++++ Text block

A mix between GitOps and FAAS to create data pipelines on Kubernetes
Gitfaas allows you to apply Kubernetes manifests by making HTTP requests. Even though it can apply anything it focuses on making pipelines of long running jobs that can start other jobs themselves. It's the perfect match to create data pipelines (Collect, uncompress, convert data, etc.).
Gitfaas acts like a GitOps technology would (Weave, Argo) by pulling a git repository. Any updates made to this repository will get reflected as Gitfaas will try to pull frequently to always be up-to-date.
Gitfaas is a FAAS (Function As A Service) like Openfaas or Fission meaning that it provides developers with serverless containers.
project status : PRE-ALPHA
Do not use in production before BETA. Everything works but is you try to break it, it will break.
- One pod per request : Each of your requests to Gitfaas will be served by a new pod. This tends to create longer responses in time but allows dealing with volumes far easily.
- Volumes : Each new pod created can have its own fresh volume by creating PVCs on the fly. When the pod is deleted, so is the PVC.
- Scale to 0 : When no function is invoked, no pod is created. One request makes one pod and one optional volume. When finished the pod and the volume are both deleted. This way you don't have to pay for unused resources.

++++++++

__Stated task__
Quote the stretch of the Gitfaas description from "- Scale to 0" through "for unused resources." word for word.

++++ Entries shown

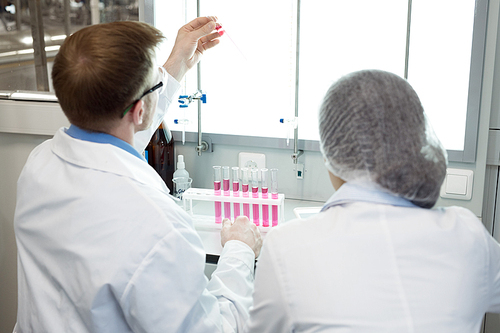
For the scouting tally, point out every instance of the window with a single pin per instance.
(250, 78)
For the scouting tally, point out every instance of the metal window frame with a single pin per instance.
(468, 155)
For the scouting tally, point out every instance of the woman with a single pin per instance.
(378, 258)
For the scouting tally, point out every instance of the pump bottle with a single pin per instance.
(181, 173)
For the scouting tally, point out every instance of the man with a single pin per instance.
(102, 247)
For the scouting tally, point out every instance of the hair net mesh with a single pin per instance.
(373, 128)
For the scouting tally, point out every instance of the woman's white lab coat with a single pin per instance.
(364, 266)
(102, 248)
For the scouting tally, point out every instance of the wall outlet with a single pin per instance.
(251, 160)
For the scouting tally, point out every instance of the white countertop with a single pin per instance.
(209, 231)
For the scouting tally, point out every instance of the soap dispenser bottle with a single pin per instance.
(181, 173)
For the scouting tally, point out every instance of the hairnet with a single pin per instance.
(373, 128)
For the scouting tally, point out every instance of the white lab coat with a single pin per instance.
(369, 267)
(103, 248)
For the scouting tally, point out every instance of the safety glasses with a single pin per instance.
(158, 86)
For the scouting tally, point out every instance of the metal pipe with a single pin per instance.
(202, 145)
(407, 51)
(42, 77)
(296, 151)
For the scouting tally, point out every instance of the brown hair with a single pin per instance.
(102, 69)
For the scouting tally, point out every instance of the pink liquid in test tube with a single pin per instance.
(236, 193)
(274, 195)
(236, 190)
(275, 210)
(264, 189)
(225, 186)
(246, 207)
(227, 205)
(255, 194)
(218, 204)
(244, 189)
(265, 208)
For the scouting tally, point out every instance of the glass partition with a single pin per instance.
(26, 59)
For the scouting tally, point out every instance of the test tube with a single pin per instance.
(218, 206)
(244, 189)
(264, 189)
(274, 195)
(225, 187)
(236, 190)
(255, 194)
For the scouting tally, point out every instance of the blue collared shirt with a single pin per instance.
(364, 192)
(81, 134)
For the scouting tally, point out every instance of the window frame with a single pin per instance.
(468, 155)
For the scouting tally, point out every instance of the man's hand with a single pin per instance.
(243, 230)
(192, 40)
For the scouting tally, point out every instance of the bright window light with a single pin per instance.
(439, 64)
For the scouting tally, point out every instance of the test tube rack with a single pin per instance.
(202, 194)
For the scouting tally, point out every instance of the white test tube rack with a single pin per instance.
(202, 194)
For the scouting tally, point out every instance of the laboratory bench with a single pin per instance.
(203, 215)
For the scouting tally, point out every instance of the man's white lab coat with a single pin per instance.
(103, 248)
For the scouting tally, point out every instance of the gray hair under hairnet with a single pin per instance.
(373, 128)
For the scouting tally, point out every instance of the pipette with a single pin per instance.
(222, 32)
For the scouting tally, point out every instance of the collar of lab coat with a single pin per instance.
(365, 192)
(105, 157)
(78, 133)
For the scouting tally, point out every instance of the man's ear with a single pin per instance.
(137, 112)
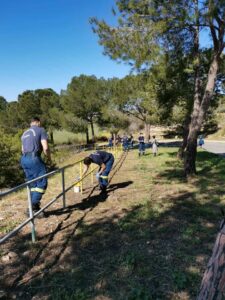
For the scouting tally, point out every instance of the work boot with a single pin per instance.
(103, 188)
(36, 207)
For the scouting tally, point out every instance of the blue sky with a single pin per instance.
(44, 43)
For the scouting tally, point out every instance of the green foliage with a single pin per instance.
(10, 173)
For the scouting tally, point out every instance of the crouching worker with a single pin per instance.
(34, 141)
(105, 161)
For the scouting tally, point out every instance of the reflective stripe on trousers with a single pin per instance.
(34, 167)
(103, 179)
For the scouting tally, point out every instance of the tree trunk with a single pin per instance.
(114, 139)
(92, 131)
(51, 137)
(198, 116)
(147, 132)
(87, 136)
(191, 146)
(213, 282)
(183, 146)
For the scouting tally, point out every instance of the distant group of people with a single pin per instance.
(35, 141)
(127, 142)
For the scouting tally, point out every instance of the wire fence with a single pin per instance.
(65, 186)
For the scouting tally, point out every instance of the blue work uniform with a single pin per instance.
(125, 143)
(99, 158)
(110, 142)
(32, 162)
(141, 141)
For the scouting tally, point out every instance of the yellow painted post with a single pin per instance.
(92, 175)
(81, 183)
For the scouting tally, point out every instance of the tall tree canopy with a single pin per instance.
(146, 29)
(84, 98)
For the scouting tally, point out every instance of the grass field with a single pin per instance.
(150, 237)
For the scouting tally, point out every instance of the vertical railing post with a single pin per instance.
(81, 182)
(92, 174)
(33, 233)
(63, 188)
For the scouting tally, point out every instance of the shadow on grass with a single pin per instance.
(140, 255)
(146, 252)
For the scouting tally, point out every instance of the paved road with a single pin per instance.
(217, 147)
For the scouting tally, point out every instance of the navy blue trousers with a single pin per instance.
(34, 167)
(103, 179)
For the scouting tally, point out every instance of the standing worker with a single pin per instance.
(154, 146)
(141, 147)
(34, 141)
(105, 161)
(201, 141)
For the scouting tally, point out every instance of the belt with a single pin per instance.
(32, 154)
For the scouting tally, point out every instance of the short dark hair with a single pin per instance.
(35, 119)
(87, 160)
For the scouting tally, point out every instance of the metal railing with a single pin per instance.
(32, 215)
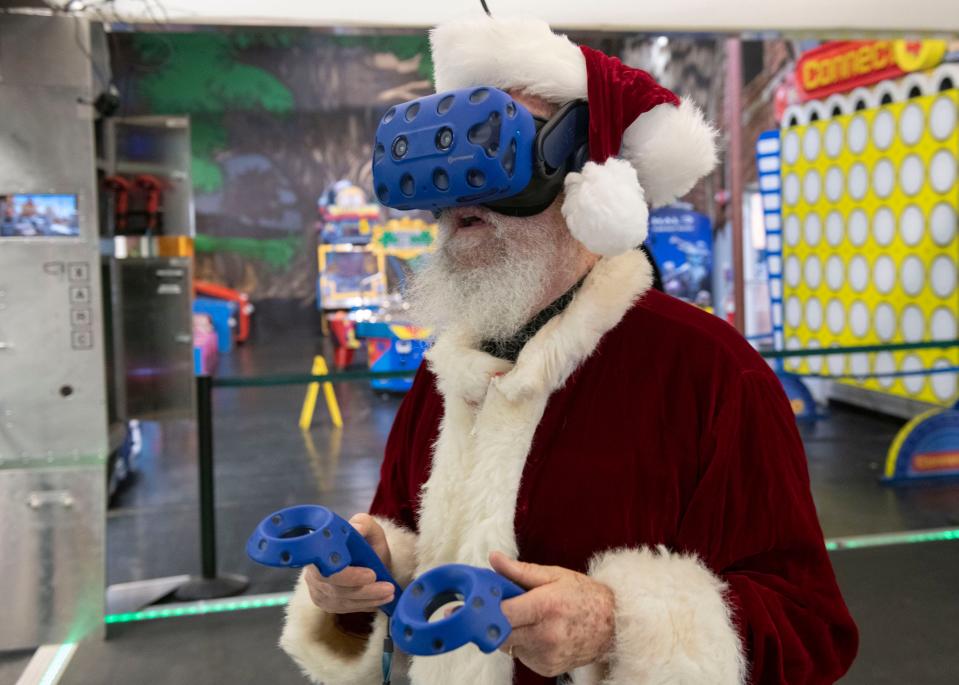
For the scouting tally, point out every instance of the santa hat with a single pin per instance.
(645, 144)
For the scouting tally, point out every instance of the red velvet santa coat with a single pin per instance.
(637, 439)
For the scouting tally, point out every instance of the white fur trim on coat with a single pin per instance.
(508, 53)
(605, 207)
(671, 148)
(491, 411)
(673, 624)
(324, 653)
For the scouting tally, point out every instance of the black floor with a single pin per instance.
(903, 597)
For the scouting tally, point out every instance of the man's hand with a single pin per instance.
(354, 589)
(564, 621)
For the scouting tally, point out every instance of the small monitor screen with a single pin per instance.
(39, 216)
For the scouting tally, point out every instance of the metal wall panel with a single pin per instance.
(51, 568)
(53, 426)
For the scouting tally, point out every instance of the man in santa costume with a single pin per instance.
(634, 453)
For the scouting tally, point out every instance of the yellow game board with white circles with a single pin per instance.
(870, 251)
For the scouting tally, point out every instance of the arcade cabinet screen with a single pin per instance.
(39, 216)
(352, 267)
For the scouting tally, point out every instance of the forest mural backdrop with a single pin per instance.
(278, 115)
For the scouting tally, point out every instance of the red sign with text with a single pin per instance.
(839, 67)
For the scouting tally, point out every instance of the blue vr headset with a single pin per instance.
(476, 146)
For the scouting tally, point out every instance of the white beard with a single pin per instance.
(490, 283)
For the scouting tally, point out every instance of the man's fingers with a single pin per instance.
(525, 610)
(367, 593)
(352, 576)
(520, 572)
(372, 532)
(517, 641)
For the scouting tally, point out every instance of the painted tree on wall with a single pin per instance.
(200, 74)
(277, 116)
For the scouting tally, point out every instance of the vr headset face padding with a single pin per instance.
(476, 146)
(561, 147)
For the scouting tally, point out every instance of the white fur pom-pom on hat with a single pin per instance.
(645, 144)
(605, 207)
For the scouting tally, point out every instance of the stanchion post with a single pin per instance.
(209, 585)
(204, 409)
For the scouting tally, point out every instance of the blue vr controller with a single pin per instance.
(311, 534)
(480, 620)
(308, 534)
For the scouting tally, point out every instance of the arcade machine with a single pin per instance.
(352, 273)
(53, 396)
(147, 233)
(392, 342)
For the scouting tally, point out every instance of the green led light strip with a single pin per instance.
(58, 664)
(887, 539)
(200, 608)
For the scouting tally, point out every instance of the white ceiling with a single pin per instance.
(792, 16)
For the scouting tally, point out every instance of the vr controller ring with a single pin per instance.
(480, 620)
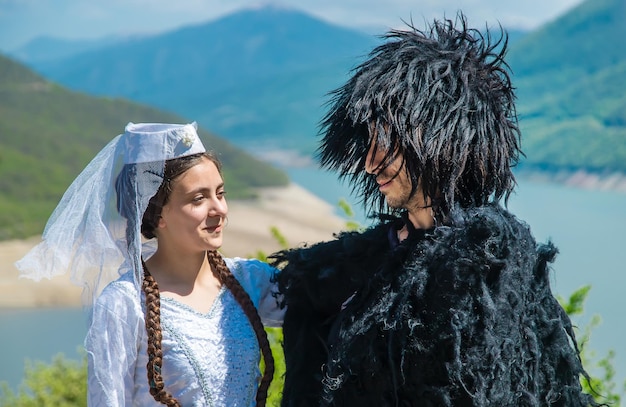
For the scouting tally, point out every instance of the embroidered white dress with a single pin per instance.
(209, 359)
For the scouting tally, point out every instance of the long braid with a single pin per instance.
(220, 269)
(155, 353)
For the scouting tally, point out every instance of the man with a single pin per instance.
(446, 302)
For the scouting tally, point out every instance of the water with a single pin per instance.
(587, 226)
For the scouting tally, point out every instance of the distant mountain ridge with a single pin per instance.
(48, 134)
(260, 78)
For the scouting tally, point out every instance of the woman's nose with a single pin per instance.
(219, 207)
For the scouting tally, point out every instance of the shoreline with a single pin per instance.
(615, 181)
(300, 217)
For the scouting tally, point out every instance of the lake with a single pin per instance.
(588, 227)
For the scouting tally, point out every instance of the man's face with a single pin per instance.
(393, 179)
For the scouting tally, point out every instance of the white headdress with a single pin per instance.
(96, 227)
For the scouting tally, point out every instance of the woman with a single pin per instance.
(179, 325)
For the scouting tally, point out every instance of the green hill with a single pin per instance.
(570, 76)
(48, 134)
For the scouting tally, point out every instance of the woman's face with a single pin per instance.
(195, 215)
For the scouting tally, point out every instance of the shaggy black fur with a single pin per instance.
(461, 315)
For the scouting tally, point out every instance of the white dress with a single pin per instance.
(209, 359)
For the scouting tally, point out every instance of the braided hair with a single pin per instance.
(173, 169)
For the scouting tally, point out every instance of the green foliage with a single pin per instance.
(63, 383)
(601, 383)
(275, 336)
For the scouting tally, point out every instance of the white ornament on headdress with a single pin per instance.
(188, 137)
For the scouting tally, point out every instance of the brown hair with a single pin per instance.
(173, 169)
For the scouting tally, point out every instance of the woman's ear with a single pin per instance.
(161, 222)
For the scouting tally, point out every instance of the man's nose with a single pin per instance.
(372, 161)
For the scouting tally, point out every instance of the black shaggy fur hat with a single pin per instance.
(442, 98)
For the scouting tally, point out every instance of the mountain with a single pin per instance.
(47, 48)
(251, 76)
(260, 79)
(570, 75)
(48, 134)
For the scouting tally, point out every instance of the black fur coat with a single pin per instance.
(461, 315)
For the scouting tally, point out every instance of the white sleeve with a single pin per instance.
(112, 346)
(255, 277)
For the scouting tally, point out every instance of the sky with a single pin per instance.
(24, 20)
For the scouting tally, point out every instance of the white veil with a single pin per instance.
(95, 231)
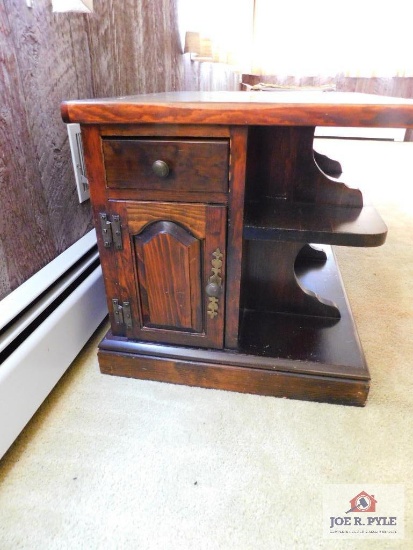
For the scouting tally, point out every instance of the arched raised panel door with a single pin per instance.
(169, 277)
(176, 280)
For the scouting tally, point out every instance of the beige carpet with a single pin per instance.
(113, 463)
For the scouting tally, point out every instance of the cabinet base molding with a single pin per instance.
(291, 385)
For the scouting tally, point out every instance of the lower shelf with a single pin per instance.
(280, 355)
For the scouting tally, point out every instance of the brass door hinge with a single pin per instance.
(111, 230)
(122, 313)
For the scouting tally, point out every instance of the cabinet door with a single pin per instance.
(174, 260)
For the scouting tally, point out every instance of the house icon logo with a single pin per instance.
(363, 502)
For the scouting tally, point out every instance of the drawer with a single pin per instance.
(181, 165)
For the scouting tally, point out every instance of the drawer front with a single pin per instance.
(181, 165)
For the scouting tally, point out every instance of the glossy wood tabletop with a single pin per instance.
(245, 108)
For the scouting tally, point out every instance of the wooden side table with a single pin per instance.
(215, 227)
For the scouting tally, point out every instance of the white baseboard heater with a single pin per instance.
(44, 324)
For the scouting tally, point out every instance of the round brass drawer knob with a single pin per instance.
(160, 168)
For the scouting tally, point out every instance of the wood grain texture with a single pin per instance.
(27, 240)
(193, 165)
(233, 378)
(390, 86)
(169, 277)
(242, 108)
(124, 47)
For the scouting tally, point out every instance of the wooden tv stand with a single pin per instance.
(205, 205)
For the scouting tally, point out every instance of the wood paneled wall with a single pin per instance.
(123, 48)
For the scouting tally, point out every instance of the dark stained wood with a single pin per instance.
(282, 165)
(261, 310)
(164, 267)
(239, 138)
(123, 47)
(240, 108)
(355, 371)
(169, 274)
(269, 282)
(194, 166)
(279, 220)
(240, 379)
(167, 195)
(164, 130)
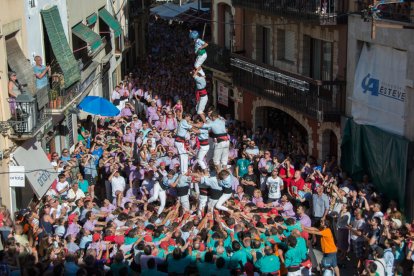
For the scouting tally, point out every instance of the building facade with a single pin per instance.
(379, 103)
(287, 64)
(83, 43)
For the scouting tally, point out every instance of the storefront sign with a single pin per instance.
(39, 172)
(222, 94)
(379, 93)
(16, 176)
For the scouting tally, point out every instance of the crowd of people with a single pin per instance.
(169, 187)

++++++++

__Task response__
- Scale to 0 : When no function is invoked, no pod is created. One request makes one pod and one optional volume. When finished the pod and the volume are both deleted. This way you don't have to pay for unused resources.